__Exercise prompt__
Answer these from the LC GAN notebook below:
(a) What value is assigned to IMAGE_SIZE?
(b) What do the authors use in place of the pooling layers?
(c) Which activation follows each convolution?

__Source extract__
-.-.-
# General Deep Image Completion with LC GAN

In [None]:
import random

import numpy as np

import tensorflow as tf

import matplotlib.pyplot as plt

from masks import *

In [None]:
IMAGE_SIZE = (32, 32)

## Build the generator

### Build semantic feature extraction (Encoder)

**Semantic Feature Extractor**: Given a corrupted image I with size H × W as input, we use a part of layers (before conv4-1) from VGG19 architecture as our semantic feature extractor (encoder) to obtain a high-level and semantic feature patch. To preserve image details, we replace all the pooling layer with strided convolutions as the pooling layer tens to lose some information in the reconstruction based networks. Also, we decrease the filter numbers of each layer to reduce the total model size.
Each convolution is followed by ELU activation that enhances the performance of the autoencoder.

![image.png](attachment:image.png)

In [None]:
class SemanticFeatureExtractor(tf.keras.Model):
    def __init__(self):
        super(SemanticFeatureExtractor, self).__init__(name = 'SemanticFeatureExtractor')
        # Building table 1 VGG19 column B model's architecture
        
        # Row 1
        self.conv_3_32_1 = tf.keras.layers.Conv2D(32, kernel_size=3, padding='same')
        self.elu_1_1 = tf.keras.layers.ELU()

        self.conv_3_32_2 = tf.keras.layers.Conv2D(32, kernel_size=3, padding='same')
        self.elu_1_2 = tf.keras.layers.ELU()
        
        self.strided_conv_1 = tf.keras.layers.Conv2D(32, kernel_size=3, strides=2, padding='same')
        
        # Row 2
        self.conv_3_64_1 = tf.keras.layers.Conv2D(64, kernel_size=3, padding='same')
        self.elu_2_1 = tf.keras.layers.ELU()
        
        self.conv_3_64_2 = tf.keras.layers.Conv2D(64, kernel_size=3, padding='same')
        self.elu_2_2 = tf.keras.layers.ELU()
        
        self.strided_conv_2 = tf.keras.layers.Conv2D(64, kernel_size=3, strides=2, padding='same')
-.-.-
Dataset rows
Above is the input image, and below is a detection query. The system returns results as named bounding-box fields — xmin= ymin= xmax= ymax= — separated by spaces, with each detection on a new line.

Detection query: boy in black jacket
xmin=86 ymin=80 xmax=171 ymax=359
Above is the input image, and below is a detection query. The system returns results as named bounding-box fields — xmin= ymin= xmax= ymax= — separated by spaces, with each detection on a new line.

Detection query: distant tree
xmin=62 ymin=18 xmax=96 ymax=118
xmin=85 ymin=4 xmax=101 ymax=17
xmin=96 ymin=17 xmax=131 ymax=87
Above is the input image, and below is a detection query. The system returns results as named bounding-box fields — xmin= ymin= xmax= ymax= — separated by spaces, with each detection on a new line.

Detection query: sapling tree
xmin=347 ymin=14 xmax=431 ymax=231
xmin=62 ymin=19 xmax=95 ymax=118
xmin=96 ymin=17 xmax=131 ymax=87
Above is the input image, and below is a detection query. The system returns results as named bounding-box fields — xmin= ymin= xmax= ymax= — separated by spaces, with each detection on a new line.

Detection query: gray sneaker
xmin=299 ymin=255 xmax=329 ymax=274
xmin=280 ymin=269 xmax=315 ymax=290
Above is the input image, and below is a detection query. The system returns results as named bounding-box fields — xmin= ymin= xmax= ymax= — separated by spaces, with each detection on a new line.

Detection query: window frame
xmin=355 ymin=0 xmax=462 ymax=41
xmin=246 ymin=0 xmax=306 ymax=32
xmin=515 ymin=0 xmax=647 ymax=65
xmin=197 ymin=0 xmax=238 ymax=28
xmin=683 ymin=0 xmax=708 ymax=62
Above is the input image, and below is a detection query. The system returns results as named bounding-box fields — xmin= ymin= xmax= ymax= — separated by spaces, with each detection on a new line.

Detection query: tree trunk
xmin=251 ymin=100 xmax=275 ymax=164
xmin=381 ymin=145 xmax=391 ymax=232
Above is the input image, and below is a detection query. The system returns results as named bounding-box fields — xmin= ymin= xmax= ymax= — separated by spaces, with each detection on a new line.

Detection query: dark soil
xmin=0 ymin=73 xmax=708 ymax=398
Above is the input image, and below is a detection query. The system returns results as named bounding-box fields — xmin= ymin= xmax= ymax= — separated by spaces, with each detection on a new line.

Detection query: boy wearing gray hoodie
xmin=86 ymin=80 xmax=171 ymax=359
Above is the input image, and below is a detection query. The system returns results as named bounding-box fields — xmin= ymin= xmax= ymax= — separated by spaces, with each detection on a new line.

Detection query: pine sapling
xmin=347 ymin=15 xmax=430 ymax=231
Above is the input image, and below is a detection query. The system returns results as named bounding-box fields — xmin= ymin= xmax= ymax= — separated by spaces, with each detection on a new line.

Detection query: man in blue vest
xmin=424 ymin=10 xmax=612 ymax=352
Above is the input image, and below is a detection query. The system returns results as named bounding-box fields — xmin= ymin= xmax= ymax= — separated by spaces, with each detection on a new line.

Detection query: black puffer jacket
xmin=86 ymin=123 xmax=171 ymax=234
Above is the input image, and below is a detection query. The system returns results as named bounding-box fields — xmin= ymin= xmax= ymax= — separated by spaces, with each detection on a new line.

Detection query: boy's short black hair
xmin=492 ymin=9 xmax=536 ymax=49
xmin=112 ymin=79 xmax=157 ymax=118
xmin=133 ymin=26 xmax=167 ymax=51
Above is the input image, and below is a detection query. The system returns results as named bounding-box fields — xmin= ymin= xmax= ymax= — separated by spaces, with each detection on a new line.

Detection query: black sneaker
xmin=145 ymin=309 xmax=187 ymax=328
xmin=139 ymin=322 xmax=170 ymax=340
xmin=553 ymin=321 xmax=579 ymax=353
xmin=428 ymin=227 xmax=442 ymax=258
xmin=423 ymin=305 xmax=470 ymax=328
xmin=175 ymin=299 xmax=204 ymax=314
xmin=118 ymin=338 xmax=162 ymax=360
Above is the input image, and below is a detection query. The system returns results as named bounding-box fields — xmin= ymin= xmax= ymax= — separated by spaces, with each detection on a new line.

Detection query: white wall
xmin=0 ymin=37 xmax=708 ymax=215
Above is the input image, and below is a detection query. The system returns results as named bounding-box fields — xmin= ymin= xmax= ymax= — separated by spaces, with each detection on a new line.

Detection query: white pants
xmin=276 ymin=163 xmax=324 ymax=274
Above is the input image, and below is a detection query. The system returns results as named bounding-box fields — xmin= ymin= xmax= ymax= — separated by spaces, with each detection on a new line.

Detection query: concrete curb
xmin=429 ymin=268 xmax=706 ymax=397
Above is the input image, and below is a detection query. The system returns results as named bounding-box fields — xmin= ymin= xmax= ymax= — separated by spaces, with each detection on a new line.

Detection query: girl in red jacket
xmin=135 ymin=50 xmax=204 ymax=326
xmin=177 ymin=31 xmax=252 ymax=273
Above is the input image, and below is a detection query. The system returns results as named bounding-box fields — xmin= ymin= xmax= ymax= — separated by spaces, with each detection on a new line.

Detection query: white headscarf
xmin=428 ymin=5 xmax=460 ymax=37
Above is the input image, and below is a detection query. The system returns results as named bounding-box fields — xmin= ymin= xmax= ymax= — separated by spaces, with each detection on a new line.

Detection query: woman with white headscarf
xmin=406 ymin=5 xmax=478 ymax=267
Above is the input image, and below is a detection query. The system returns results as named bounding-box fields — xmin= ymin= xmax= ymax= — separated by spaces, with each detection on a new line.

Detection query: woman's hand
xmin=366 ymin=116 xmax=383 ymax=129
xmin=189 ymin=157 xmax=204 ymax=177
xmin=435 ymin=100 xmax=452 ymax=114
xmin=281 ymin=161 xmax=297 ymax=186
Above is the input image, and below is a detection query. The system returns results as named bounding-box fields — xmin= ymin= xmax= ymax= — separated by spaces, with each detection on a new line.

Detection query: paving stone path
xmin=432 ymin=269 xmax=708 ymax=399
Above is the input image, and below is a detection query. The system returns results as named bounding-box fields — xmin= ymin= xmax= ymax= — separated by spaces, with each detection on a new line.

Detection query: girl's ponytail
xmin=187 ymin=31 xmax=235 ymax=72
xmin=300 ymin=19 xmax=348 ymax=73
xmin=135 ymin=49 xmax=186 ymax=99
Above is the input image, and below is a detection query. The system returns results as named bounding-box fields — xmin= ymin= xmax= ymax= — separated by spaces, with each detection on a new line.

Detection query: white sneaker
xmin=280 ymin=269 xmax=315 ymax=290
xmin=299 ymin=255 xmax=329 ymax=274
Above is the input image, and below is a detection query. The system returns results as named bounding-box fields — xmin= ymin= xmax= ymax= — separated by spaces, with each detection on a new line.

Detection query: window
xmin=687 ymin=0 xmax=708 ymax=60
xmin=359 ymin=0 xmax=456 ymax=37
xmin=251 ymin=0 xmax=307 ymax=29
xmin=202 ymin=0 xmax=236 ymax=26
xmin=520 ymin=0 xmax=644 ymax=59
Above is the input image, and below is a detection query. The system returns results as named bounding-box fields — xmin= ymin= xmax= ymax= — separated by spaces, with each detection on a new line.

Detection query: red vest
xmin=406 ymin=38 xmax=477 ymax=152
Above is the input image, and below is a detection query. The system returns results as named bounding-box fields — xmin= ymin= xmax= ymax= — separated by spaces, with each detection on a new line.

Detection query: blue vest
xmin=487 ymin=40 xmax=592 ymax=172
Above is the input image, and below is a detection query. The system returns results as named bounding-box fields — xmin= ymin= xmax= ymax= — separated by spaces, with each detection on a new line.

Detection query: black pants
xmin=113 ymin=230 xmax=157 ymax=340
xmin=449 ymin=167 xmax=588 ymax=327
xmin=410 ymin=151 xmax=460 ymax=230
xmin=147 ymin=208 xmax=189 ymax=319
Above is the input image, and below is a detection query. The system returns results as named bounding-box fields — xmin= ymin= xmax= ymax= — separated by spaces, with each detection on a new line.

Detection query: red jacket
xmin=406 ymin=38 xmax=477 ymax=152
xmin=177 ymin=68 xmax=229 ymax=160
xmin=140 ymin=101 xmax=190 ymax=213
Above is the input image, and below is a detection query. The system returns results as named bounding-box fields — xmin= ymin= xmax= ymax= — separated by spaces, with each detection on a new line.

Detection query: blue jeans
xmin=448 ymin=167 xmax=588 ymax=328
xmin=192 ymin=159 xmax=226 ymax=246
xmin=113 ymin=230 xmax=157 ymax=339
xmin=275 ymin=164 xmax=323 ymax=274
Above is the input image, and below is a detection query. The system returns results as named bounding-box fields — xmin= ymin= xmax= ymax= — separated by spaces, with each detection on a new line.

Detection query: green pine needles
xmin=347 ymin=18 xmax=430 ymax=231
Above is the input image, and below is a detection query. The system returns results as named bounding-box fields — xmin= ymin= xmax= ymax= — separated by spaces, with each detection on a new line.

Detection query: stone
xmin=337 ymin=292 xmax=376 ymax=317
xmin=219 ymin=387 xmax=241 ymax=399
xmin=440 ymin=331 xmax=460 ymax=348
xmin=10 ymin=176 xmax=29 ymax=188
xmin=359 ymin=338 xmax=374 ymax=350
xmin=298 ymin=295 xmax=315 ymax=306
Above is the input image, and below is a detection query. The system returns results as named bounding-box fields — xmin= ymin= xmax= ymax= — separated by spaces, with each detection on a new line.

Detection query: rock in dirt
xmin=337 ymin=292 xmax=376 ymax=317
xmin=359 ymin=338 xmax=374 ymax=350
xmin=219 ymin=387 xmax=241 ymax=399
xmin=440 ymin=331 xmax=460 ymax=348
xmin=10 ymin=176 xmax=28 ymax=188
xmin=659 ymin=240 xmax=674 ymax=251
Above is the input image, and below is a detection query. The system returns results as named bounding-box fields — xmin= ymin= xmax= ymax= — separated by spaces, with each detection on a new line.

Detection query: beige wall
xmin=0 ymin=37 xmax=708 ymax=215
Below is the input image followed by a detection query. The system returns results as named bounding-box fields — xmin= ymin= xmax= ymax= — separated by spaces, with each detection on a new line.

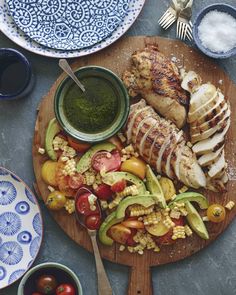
-.-.-
__Solution__
(a) (32, 32)
(b) Strided convolutions
(c) ELU